### EXERCISE INPUTS
/---

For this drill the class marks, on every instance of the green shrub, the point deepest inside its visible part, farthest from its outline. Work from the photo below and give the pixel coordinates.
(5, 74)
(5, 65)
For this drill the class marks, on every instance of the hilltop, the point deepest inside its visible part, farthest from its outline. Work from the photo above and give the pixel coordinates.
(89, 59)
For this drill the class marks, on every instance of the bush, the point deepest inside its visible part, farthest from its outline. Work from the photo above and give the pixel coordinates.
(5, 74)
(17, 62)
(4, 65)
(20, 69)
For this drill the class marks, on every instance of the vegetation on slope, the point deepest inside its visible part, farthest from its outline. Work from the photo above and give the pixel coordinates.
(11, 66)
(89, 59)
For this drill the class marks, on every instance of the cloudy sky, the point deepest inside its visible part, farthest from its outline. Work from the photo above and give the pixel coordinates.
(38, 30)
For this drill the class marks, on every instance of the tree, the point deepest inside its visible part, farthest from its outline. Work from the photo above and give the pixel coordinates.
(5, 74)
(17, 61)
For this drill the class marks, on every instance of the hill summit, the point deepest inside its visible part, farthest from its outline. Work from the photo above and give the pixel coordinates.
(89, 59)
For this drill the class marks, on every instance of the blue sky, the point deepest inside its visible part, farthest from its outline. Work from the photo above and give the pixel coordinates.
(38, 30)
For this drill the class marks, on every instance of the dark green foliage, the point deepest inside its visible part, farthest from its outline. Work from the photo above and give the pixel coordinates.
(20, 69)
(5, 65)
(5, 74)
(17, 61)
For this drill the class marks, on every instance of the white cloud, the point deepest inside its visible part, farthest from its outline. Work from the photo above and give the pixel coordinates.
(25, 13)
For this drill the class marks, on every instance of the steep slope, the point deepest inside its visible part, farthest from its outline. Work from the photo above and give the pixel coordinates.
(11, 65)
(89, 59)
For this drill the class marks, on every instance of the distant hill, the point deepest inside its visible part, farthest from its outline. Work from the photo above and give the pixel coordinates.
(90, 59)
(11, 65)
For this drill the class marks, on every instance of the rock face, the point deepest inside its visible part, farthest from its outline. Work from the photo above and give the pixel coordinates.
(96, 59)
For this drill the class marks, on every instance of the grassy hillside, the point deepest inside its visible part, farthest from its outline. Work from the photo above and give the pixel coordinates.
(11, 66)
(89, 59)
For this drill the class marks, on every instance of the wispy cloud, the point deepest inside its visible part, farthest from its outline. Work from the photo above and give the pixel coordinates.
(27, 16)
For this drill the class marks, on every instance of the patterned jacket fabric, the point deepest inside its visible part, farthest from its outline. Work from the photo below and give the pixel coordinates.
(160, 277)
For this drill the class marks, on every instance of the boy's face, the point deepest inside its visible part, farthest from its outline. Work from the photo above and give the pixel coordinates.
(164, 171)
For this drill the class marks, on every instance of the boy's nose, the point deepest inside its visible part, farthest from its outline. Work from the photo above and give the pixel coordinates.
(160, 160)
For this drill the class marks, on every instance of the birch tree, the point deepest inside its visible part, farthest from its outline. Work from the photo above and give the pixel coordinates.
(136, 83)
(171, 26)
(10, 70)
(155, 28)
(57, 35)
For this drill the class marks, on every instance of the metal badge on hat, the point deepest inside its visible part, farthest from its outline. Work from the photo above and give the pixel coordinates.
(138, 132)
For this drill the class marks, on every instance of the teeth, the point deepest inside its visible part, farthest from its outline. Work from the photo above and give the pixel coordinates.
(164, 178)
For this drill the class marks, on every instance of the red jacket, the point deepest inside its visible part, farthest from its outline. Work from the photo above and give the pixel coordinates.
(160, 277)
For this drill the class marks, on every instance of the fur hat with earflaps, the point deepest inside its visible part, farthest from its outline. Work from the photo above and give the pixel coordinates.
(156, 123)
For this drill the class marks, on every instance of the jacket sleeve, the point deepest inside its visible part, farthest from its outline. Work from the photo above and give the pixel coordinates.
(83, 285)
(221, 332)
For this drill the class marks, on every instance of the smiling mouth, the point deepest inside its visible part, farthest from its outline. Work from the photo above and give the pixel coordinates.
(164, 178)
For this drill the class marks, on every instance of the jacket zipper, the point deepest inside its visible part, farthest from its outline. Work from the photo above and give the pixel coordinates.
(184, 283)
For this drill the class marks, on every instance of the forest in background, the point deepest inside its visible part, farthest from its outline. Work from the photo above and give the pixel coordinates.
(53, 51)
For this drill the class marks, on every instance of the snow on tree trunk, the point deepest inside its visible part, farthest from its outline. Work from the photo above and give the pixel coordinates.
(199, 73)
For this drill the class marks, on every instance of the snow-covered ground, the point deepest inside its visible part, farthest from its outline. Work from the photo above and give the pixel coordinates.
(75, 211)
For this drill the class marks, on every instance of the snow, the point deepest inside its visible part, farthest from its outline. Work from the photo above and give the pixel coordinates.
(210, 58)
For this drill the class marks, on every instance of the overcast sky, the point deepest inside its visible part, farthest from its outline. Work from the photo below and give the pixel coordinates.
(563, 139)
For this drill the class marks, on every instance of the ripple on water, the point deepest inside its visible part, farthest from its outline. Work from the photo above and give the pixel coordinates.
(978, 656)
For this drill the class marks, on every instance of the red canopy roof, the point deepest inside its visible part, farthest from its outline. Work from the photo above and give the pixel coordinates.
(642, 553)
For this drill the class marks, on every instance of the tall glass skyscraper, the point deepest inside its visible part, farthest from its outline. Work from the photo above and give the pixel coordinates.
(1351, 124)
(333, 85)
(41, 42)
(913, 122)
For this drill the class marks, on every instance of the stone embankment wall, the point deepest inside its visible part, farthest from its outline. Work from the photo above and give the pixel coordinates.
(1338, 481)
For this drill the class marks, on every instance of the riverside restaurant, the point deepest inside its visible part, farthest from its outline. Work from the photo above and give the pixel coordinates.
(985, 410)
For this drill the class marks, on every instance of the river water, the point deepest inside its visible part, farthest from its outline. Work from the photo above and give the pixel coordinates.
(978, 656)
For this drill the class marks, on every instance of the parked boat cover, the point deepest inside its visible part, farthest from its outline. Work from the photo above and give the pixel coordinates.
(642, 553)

\---

### WORK TO BE COMPLETED
Transcribe, word for word, every line from the one containing "of the tall" through the final line of the entries, and nothing else.

### ANSWER FOR THE TASK
For this drill the class marks, on every instance of the tall glass skyscraper, the point deepest inside its visible part, farthest from its outline. Work from the photo above and give the pixel coordinates.
(1351, 124)
(333, 85)
(41, 42)
(913, 122)
For this drill the class marks, on every instance of the stone embankment wall, the point deepest inside its visible part, farthest from its outline. Work from the photo above and give the pixel coordinates.
(1338, 481)
For this drill the class marks, on every instance of the riverside restaurant, the point deepest inside its visible part, farthest from its outline. Work from the photo above and give the pixel coordinates.
(985, 410)
For this drill the class marks, on every instance of the river water, the point deepest inside its visible part, farthest from its outline. Work from the photo above and give the pixel coordinates.
(978, 656)
For this drill the class marks, on every instance of the parked boat cover, the point deepest inside its visible part, farthest from its outline. Work from the photo above and give the pixel coordinates.
(642, 553)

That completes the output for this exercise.